## To be done
Send back the entries below exactly as they appear.

[Location identification entries]

[START]

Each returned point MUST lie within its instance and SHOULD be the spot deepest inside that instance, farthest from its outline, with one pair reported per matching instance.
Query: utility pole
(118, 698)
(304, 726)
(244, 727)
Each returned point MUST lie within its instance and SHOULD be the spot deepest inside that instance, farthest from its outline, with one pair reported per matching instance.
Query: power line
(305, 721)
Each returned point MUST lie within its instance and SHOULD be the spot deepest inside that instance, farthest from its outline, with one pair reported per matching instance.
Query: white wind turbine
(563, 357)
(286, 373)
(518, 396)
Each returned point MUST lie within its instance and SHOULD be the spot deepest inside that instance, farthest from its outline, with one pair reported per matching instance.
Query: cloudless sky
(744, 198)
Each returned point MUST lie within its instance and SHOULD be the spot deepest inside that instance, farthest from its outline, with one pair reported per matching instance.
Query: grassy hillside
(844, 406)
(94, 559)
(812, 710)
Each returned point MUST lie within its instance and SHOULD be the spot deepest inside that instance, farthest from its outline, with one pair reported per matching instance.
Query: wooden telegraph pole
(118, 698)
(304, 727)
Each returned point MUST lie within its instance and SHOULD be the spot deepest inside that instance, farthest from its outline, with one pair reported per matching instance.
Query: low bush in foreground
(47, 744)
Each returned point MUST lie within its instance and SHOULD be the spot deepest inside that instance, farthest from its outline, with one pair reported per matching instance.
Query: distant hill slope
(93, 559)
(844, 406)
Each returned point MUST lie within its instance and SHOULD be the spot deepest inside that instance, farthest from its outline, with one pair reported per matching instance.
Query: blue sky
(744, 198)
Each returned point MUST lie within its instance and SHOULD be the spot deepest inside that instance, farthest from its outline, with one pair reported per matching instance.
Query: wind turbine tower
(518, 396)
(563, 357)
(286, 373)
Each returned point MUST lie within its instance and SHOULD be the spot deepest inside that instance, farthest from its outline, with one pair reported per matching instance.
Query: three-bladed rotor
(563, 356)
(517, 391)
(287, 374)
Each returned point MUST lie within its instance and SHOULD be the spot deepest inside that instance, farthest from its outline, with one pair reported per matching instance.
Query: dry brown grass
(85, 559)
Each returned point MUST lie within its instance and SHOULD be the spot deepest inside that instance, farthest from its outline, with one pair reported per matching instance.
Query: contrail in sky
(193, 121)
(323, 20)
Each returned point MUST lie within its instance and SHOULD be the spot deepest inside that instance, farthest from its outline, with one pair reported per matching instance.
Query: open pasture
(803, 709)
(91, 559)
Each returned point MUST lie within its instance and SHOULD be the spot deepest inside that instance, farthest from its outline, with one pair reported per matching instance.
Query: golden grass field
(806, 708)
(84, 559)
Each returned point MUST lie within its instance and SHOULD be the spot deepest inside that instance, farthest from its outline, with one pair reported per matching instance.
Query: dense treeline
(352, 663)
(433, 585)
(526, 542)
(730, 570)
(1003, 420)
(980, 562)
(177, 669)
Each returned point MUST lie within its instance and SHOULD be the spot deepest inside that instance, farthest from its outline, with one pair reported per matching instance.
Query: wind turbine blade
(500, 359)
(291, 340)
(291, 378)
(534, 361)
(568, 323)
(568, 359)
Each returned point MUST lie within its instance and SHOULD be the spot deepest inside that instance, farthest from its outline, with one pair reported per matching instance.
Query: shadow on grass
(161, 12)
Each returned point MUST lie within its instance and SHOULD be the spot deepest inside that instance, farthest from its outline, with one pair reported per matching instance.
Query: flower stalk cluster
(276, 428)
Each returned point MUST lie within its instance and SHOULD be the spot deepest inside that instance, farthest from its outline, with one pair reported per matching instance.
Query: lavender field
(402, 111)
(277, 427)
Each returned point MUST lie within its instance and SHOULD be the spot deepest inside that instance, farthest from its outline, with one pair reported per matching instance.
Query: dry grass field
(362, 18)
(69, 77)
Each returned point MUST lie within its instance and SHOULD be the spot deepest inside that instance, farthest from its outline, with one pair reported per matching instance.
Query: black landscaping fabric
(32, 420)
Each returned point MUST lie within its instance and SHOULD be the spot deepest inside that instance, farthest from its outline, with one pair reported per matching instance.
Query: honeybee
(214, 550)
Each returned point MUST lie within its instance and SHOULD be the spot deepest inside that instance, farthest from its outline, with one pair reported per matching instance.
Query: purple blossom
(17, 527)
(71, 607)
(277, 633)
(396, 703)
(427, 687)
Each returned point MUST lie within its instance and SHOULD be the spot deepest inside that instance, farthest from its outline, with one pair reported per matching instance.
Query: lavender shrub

[END]

## Correct answer
Each returned point MUST lie within its instance and SHOULD be the spot deepest inside that instance, farthest from its outline, with one pair reported per matching instance.
Query: utility pole
(118, 698)
(304, 726)
(244, 727)
Each returned point MUST lie within its instance and SHOULD be the spot deepest inside that instance, farthest from its outline, with one pair reported per matching instance.
Query: power line
(305, 721)
Each returned point MUST lie within its instance and SHOULD be the spot deepest inside that instance, farthest from its outline, with one pair reported per matching instance.
Query: white wind turbine
(563, 357)
(286, 373)
(518, 396)
Each returned point MUST lie within its instance and SHOULD be the spot deepest inside that instance, farthest from its outline, with one pair reported per matching instance.
Query: cloudless sky
(744, 198)
Each returned point MUST lie within its instance and SHOULD be the spot deepest inside that instance, farthest from its outline, with one pair reported per matching instance.
Query: grassy hillside
(844, 406)
(94, 559)
(812, 710)
Each returned point MUST lie within its instance and SHOULD be the spot deepest inside that instance, farthest from its outline, with one pair reported per matching instance.
Query: wooden telegraph pole
(118, 698)
(304, 727)
Each returned point MUST lie within its instance and SHOULD be the spot deepest inside that instance, farthest from its outline, with one pair reported per matching instance.
Query: low bush in foreground
(47, 744)
Each returned point MUST lie within its instance and SHOULD be the spot deepest inside that instance, farthest from its outline, with one pair reported per matching instance.
Query: distant hill slope
(93, 559)
(844, 406)
Each returned point MUST lie within its instance and SHOULD be the spot deepest inside that instance, farthest from its outline, with one pair reported per matching instance.
Query: blue sky
(744, 198)
Each returned point MUST lie within its instance and SHOULD be the spot deepest inside that instance, farthest from its outline, with one pair reported per matching instance.
Query: wind turbine tower
(518, 396)
(563, 357)
(286, 373)
Each returned point MUST lie within its instance and SHOULD be the spot deepest inside that instance, farthest from its outline, with one pair reported per matching instance.
Query: three-bladed rotor
(563, 356)
(517, 391)
(287, 374)
Each returned point MUST lie within its instance and SHOULD be the spot deepest inside that instance, farthest from its outline, with one pair reported per matching instance.
Query: dry brown grass
(85, 559)
Each returned point MUST lie within its instance and SHOULD be the spot deepest inside that instance, farthest from its outline, with one pair reported per matching instance.
Query: contrail in sky
(193, 121)
(323, 20)
Each returned point MUST lie within its instance and SHOULD be the spot deepest inside that instance, farthest from its outline, with one pair reported per matching instance.
Query: open pasture
(803, 709)
(91, 559)
Each returned point MUST lie within its instance and SHOULD be the spot deepest inside that instance, farthest from its outline, with one pair reported per matching instance.
Query: golden grass field
(806, 708)
(84, 559)
Each returned point MUST lie within its instance and SHOULD be the spot deepest inside that instance, farthest from its outline, with one pair reported per matching instance.
Query: dense treeline
(352, 663)
(433, 585)
(526, 542)
(730, 570)
(1003, 420)
(980, 562)
(177, 669)
Each returned point MUST lie within its instance and SHOULD be the spot deepest inside that instance, farthest from its outline, with one pair reported per matching instance.
Query: wind turbine blade
(500, 359)
(291, 340)
(291, 378)
(534, 361)
(568, 323)
(568, 359)
Each returned point MUST lie within its instance and SHOULD be the spot deepest inside that instance, farthest from its outline, with one pair reported per matching instance.
Query: shadow on grass
(161, 12)
Each returned point MUST lie within its instance and SHOULD be the spot deepest inside that instance, farthest from its outline, with one pair reported per matching instance.
Query: flower stalk cluster
(276, 428)
Each returned point MUST lie within its instance and SHOULD be the spot deepest inside that instance, farthest from its outline, with one pair reported per matching instance.
Query: lavender field
(402, 111)
(277, 427)
Each returned point MUST lie within its instance and SHOULD be the spot deepest inside that instance, farthest from its outline, with one pair reported per matching instance.
Query: dry grass field
(362, 18)
(69, 77)
Each returned point MUST lie within its instance and SHOULD be the spot deepest inside that instance, farthest from its outline, with one pair reported per matching instance.
Query: black landscaping fabric
(32, 420)
Each returned point MUST lie within its instance and SHOULD be the spot deepest inside that instance, farthest from its outline, with one pair reported per matching instance.
Query: honeybee
(214, 550)
Each returned point MUST lie within its instance and SHOULD be the spot deepest inside that instance, farthest from its outline, with one pair reported per matching instance.
Query: purple blossom
(17, 527)
(71, 607)
(277, 633)
(396, 703)
(427, 687)
Each returned point MUST lie within its instance and SHOULD be the spot deepest inside that instance, farthest from its outline, with one pair reported per matching instance.
Query: lavender shrub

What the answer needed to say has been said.